__Material__:

****************

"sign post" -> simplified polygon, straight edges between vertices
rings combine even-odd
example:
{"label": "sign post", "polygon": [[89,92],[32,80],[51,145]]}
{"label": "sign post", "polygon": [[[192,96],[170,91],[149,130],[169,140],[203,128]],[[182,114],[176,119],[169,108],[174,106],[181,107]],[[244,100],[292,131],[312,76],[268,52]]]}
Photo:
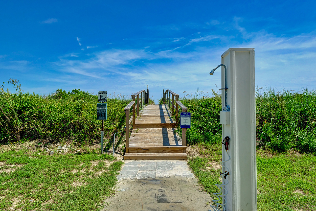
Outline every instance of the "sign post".
{"label": "sign post", "polygon": [[181,112],[180,113],[180,128],[190,128],[191,127],[191,113]]}
{"label": "sign post", "polygon": [[107,110],[106,103],[107,101],[107,91],[99,91],[98,95],[98,101],[102,103],[97,104],[97,119],[101,120],[101,154],[103,154],[103,120],[107,118]]}

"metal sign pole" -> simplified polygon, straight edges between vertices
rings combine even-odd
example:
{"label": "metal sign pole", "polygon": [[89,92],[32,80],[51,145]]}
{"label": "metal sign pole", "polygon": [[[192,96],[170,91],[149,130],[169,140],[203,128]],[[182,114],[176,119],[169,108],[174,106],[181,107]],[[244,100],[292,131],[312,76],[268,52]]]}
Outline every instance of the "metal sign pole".
{"label": "metal sign pole", "polygon": [[103,154],[103,119],[101,120],[101,154]]}

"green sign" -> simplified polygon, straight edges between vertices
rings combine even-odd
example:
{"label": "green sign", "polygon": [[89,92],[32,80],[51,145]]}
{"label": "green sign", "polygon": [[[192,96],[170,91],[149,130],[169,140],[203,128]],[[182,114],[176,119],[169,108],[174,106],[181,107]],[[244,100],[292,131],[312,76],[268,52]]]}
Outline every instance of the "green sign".
{"label": "green sign", "polygon": [[107,118],[106,103],[97,104],[97,119],[106,120]]}

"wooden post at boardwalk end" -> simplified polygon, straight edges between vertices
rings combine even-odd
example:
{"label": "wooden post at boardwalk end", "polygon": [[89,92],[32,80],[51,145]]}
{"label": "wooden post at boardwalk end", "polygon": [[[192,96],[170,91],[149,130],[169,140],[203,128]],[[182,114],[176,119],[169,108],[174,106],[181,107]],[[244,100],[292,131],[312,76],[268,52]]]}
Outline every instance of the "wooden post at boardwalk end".
{"label": "wooden post at boardwalk end", "polygon": [[165,90],[162,90],[162,104],[165,103]]}
{"label": "wooden post at boardwalk end", "polygon": [[150,104],[149,101],[149,91],[148,90],[148,85],[147,85],[147,104],[149,105]]}
{"label": "wooden post at boardwalk end", "polygon": [[[186,108],[185,109],[182,109],[182,112],[186,112],[188,111],[188,109]],[[185,146],[185,132],[186,131],[186,128],[182,129],[182,146],[183,147]],[[183,149],[183,153],[185,153],[185,148]]]}
{"label": "wooden post at boardwalk end", "polygon": [[101,154],[103,154],[103,121],[102,119],[101,120]]}
{"label": "wooden post at boardwalk end", "polygon": [[178,121],[179,121],[179,117],[178,117],[178,115],[179,115],[179,107],[178,107],[178,103],[176,103],[177,101],[179,100],[179,95],[176,95],[176,122],[177,123],[178,123]]}
{"label": "wooden post at boardwalk end", "polygon": [[[130,109],[125,109],[124,111],[126,116],[125,118],[126,124],[125,126],[125,146],[129,146],[129,141],[130,140]],[[126,149],[125,152],[128,153],[128,149]]]}
{"label": "wooden post at boardwalk end", "polygon": [[[135,95],[132,95],[132,101],[135,102]],[[133,128],[135,128],[135,103],[133,104]]]}
{"label": "wooden post at boardwalk end", "polygon": [[137,95],[137,116],[139,116],[139,94]]}
{"label": "wooden post at boardwalk end", "polygon": [[171,113],[172,113],[173,115],[174,114],[174,113],[173,112],[173,105],[174,105],[173,103],[173,97],[174,97],[174,95],[173,94],[172,100],[172,105],[171,105]]}

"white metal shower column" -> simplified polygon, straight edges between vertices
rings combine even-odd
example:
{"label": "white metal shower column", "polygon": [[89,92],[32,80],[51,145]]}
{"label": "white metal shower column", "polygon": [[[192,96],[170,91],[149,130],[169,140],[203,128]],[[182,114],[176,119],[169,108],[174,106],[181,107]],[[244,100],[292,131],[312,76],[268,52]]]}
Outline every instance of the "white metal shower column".
{"label": "white metal shower column", "polygon": [[229,138],[228,150],[222,145],[222,160],[230,157],[222,164],[223,172],[229,170],[229,175],[224,175],[228,184],[222,193],[223,202],[225,200],[227,202],[223,209],[257,211],[254,48],[230,48],[221,58],[227,68],[225,87],[225,69],[221,67],[222,87],[224,88],[220,122],[224,143],[225,137]]}

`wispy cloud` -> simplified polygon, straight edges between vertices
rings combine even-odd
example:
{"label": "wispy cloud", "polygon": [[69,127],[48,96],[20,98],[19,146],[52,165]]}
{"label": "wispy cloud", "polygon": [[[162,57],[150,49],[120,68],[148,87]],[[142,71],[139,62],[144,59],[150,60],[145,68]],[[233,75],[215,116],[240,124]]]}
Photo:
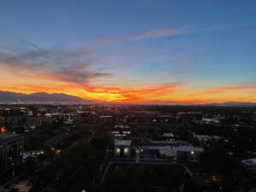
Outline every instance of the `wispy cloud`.
{"label": "wispy cloud", "polygon": [[0,47],[0,66],[20,75],[44,77],[85,84],[112,74],[93,69],[97,61],[90,48],[64,50],[22,42],[20,49]]}
{"label": "wispy cloud", "polygon": [[245,86],[230,86],[230,87],[218,87],[212,90],[200,91],[194,94],[189,94],[188,96],[198,96],[212,94],[221,94],[225,93],[230,90],[256,90],[256,85],[245,85]]}

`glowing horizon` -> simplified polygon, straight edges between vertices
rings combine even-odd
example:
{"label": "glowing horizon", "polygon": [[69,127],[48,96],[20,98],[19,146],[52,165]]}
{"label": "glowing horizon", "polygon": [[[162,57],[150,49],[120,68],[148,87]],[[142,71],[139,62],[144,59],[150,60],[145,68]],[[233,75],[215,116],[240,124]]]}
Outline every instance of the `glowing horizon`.
{"label": "glowing horizon", "polygon": [[256,102],[256,3],[219,3],[5,2],[0,90],[113,102]]}

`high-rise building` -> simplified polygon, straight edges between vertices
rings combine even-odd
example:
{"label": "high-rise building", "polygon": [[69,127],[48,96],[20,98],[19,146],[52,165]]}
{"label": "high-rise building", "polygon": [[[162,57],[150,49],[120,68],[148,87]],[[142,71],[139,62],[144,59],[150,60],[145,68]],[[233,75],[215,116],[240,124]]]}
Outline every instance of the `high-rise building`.
{"label": "high-rise building", "polygon": [[22,162],[24,136],[0,133],[0,173],[12,171]]}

****************

__Exercise goal__: Pick out all lines in the entries above that contain the string "every", treating uppercase and lowercase letters as distinct.

__Finished task__:
Outline every instance of the "sign post".
Outline every instance of the "metal sign pole".
Outline every instance of the "green sign".
Outline every instance of the "wooden post at boardwalk end".
Outline every instance of the "white metal shower column".
Outline every instance of the `wispy cloud`.
Outline every instance of the `glowing horizon`.
Outline every instance of the `high-rise building`.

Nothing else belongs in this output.